------ The records ------

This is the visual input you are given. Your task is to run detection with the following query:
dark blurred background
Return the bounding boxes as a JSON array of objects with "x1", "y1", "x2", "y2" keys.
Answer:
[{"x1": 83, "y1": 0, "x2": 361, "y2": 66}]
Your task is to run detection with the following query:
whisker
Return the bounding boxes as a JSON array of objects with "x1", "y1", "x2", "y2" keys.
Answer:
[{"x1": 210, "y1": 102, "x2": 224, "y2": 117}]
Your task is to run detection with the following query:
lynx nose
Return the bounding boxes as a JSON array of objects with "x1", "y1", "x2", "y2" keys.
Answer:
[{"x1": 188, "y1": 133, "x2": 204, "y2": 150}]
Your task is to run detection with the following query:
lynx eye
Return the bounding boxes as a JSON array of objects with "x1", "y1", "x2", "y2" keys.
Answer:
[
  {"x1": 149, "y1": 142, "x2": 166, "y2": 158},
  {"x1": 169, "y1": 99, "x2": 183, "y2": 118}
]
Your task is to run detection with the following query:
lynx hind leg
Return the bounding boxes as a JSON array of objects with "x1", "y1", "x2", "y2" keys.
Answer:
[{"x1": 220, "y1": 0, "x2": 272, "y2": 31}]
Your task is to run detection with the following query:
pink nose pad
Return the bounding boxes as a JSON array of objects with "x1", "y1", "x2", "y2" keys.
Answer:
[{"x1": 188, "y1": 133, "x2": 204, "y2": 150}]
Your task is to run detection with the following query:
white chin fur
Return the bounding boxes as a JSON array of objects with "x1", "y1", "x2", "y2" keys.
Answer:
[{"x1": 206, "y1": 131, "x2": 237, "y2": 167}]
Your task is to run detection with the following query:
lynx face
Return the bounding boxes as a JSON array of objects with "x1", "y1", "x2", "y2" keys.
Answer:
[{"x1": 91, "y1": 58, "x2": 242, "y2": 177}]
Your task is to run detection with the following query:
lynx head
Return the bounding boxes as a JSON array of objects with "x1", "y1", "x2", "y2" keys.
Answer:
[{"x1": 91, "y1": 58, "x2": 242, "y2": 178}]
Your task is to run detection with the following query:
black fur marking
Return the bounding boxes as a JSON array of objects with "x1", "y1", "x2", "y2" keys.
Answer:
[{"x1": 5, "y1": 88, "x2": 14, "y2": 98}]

------

Do this: Count the lines in the entries above that contain the word "lynx" and reply with that number alone.

Answer to the exercise: 5